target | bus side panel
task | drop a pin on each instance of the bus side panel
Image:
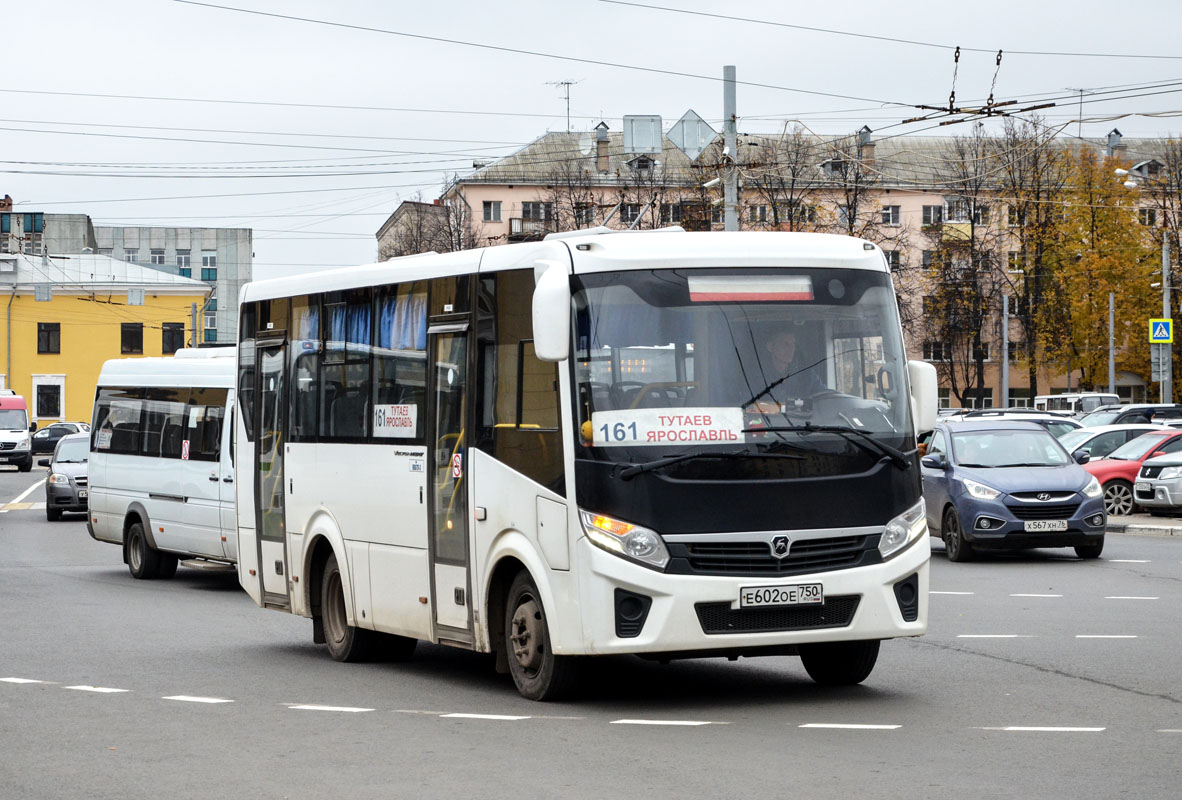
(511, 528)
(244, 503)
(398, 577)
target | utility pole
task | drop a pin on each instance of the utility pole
+-------+
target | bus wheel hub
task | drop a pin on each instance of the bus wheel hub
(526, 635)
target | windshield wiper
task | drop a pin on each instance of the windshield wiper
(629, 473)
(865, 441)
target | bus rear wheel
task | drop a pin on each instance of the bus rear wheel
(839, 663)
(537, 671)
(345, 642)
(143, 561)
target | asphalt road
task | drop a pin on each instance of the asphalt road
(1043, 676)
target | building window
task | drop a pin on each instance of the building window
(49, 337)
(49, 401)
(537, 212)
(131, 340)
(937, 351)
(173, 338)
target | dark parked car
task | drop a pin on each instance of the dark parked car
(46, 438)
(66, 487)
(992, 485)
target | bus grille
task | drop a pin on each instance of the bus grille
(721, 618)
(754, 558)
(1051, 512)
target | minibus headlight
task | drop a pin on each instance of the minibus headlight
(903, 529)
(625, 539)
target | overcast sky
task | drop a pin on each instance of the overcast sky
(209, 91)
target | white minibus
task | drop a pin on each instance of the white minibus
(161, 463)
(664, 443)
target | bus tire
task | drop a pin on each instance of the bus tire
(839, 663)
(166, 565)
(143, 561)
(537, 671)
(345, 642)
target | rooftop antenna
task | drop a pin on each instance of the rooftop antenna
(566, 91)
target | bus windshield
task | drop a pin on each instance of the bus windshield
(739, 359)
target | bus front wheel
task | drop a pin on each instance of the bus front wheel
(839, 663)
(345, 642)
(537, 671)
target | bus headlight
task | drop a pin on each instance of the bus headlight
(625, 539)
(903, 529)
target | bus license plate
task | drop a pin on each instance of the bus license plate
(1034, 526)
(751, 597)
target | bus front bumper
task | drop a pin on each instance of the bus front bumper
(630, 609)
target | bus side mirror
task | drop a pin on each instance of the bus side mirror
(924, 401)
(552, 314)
+-------+
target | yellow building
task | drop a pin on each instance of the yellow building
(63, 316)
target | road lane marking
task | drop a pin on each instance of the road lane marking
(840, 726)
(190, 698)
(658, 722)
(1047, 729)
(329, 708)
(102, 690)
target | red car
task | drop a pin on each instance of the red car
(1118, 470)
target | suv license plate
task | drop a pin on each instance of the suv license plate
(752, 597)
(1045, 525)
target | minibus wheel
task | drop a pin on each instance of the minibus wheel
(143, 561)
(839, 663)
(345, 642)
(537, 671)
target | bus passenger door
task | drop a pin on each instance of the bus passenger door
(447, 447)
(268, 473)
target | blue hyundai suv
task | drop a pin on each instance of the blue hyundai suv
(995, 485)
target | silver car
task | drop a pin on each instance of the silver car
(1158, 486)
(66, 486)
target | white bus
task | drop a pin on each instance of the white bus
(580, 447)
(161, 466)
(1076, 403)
+-------+
* **짧은 과제**: "target | bus side panel" 문구가 든 행부터 "task | drop a pin on each instance of the utility" 문구가 든 행까지, 양 끝 행을 포함해 모든 행을 빠짐없이 옮겨 적되 답으로 적힌 좌표의 숫자마다 7을 더하세요. 그림은 답에 넣지 마세요.

* **답변**:
target | bus side panel
task | drop a pin on each instance of the bus side panel
Image:
(518, 535)
(251, 510)
(405, 584)
target | utility pole
task | drop a pin on each instance of the utility pole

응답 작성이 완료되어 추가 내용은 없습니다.